**** RECORDS FOR THIS TASK
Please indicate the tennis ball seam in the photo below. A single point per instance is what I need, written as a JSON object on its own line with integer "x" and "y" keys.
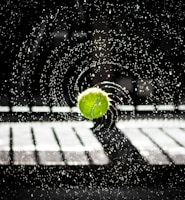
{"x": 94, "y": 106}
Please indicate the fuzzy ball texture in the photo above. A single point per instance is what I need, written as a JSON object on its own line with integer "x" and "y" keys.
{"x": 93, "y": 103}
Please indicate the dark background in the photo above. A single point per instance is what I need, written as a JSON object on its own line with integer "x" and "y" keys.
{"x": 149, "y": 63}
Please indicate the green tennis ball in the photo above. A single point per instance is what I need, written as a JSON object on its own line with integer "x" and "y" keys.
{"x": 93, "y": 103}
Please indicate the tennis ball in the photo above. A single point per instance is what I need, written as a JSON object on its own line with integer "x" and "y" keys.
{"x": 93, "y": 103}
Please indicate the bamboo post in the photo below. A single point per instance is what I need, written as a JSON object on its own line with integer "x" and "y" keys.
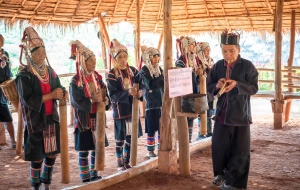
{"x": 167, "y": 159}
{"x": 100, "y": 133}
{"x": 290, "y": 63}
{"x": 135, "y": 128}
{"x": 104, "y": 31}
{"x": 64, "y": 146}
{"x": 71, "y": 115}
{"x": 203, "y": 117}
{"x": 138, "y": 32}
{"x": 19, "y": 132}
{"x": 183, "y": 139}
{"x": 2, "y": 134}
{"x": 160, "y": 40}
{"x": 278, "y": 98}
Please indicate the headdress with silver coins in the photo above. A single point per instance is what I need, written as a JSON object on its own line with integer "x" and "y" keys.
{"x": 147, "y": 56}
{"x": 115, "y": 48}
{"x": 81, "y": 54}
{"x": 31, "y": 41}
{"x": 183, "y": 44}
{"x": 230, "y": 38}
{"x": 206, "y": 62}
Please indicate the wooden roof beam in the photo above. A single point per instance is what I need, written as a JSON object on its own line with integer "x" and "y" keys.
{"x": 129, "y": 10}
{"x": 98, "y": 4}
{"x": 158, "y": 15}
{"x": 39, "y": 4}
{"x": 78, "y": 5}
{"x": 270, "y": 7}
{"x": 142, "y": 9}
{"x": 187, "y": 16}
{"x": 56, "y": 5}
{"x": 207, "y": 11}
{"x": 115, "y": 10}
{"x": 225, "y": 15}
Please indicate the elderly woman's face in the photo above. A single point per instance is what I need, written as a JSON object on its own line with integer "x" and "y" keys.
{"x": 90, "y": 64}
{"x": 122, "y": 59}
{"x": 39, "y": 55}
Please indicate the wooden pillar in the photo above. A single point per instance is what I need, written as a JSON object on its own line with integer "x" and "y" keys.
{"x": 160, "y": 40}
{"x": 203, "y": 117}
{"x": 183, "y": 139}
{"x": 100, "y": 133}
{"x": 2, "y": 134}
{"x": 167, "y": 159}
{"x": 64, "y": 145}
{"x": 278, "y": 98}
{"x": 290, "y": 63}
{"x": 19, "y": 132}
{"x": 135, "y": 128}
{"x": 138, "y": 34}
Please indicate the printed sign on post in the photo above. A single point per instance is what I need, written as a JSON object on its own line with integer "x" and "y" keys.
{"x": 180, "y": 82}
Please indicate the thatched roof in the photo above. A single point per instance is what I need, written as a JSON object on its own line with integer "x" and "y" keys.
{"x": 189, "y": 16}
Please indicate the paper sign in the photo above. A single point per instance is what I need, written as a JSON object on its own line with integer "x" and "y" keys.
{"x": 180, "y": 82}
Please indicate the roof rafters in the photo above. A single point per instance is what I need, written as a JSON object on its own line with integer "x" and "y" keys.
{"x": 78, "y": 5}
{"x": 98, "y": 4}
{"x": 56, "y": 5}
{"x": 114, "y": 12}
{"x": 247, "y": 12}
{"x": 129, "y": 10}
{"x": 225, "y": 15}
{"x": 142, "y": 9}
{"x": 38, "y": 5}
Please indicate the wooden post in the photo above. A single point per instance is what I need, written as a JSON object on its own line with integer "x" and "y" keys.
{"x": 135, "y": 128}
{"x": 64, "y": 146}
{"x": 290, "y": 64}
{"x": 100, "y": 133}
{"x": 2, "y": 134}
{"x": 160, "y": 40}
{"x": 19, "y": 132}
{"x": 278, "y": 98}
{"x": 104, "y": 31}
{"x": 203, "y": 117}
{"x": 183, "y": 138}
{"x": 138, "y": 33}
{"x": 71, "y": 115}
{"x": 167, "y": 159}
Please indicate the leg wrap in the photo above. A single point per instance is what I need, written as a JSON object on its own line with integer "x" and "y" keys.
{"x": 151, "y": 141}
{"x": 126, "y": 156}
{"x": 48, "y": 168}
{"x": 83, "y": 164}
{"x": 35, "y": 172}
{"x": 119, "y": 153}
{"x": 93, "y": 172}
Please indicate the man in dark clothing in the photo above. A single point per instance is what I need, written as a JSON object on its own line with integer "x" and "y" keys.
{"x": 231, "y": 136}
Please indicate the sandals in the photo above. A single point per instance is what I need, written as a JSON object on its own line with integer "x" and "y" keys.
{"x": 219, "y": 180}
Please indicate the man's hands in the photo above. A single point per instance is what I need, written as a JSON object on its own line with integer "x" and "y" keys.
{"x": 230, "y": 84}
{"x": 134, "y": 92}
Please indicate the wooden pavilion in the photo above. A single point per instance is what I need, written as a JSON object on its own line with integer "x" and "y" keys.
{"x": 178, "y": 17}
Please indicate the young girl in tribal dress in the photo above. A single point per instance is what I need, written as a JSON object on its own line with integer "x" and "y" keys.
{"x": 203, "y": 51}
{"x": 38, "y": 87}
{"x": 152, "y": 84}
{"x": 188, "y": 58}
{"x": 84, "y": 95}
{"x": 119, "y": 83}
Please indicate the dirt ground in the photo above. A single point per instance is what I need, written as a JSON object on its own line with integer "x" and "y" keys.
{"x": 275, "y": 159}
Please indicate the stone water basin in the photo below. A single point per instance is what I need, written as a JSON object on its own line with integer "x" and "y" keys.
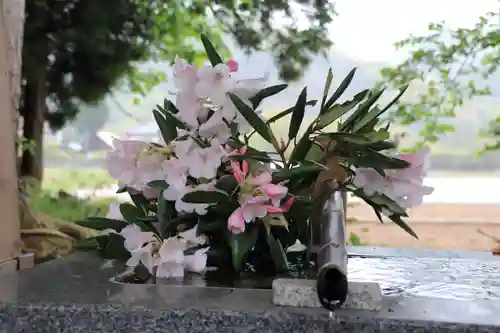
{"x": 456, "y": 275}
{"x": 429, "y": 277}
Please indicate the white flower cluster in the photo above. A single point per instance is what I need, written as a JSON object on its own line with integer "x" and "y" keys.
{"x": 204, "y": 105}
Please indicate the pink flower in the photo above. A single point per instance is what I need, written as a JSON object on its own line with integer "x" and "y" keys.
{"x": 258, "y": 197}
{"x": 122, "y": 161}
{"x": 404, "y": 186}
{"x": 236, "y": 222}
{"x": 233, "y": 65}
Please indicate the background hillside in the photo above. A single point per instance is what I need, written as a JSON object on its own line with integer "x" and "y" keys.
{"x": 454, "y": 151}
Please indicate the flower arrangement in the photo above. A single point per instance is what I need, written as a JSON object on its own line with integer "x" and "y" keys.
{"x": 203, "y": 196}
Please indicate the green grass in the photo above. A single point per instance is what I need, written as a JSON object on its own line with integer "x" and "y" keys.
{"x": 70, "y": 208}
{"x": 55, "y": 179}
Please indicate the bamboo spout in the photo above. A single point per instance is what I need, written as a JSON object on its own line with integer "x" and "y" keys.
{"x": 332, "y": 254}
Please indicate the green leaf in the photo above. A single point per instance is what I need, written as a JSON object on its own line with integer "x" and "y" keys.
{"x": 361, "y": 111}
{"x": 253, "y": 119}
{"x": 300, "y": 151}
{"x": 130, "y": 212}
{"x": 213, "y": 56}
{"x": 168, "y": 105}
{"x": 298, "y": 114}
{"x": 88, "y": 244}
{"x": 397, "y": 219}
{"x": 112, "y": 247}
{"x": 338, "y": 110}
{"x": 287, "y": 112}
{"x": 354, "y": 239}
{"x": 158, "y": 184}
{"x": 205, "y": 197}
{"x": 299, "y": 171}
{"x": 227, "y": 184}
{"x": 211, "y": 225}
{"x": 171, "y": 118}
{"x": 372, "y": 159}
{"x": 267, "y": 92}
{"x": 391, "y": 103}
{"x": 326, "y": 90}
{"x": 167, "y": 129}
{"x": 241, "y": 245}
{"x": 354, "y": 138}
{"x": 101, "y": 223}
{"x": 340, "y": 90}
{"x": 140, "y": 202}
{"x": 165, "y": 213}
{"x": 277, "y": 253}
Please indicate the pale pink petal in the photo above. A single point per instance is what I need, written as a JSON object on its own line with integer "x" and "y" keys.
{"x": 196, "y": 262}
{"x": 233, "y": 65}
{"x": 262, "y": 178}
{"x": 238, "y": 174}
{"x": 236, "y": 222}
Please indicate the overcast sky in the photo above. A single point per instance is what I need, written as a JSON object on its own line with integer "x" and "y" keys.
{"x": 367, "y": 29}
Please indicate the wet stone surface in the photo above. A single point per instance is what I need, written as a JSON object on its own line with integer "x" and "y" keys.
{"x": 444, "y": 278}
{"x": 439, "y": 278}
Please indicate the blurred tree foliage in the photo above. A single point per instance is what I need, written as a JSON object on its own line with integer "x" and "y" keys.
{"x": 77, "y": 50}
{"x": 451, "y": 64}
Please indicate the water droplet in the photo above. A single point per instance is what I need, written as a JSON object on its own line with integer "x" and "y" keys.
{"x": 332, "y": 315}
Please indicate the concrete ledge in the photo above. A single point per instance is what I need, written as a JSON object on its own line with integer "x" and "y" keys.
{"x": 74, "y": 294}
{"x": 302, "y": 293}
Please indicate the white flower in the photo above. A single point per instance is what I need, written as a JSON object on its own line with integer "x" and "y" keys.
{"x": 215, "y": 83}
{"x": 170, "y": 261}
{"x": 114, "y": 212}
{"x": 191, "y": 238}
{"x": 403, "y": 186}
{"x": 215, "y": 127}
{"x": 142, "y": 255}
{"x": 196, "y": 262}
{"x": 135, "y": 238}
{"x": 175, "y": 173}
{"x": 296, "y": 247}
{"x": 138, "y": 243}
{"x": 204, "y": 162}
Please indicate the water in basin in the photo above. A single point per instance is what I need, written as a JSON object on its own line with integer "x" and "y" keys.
********
EXERCISE INSTRUCTIONS: Reproduce exactly the line that holds "Please indicate the white flower in", then every line after it, ending with the final line of the records above.

TASK RESPONSE:
Please indicate the white flower in the photo above. A single point per instance is what I need, written as a JSON object on its own line with integer "x" and "y" keys.
{"x": 215, "y": 83}
{"x": 170, "y": 261}
{"x": 114, "y": 212}
{"x": 191, "y": 238}
{"x": 403, "y": 186}
{"x": 215, "y": 127}
{"x": 142, "y": 255}
{"x": 196, "y": 262}
{"x": 135, "y": 238}
{"x": 175, "y": 173}
{"x": 296, "y": 247}
{"x": 138, "y": 243}
{"x": 204, "y": 162}
Please indicate the water in basin in the photo above. A single point per instance is what I need, written as a JSON object on its own line with integer "x" and "y" keys.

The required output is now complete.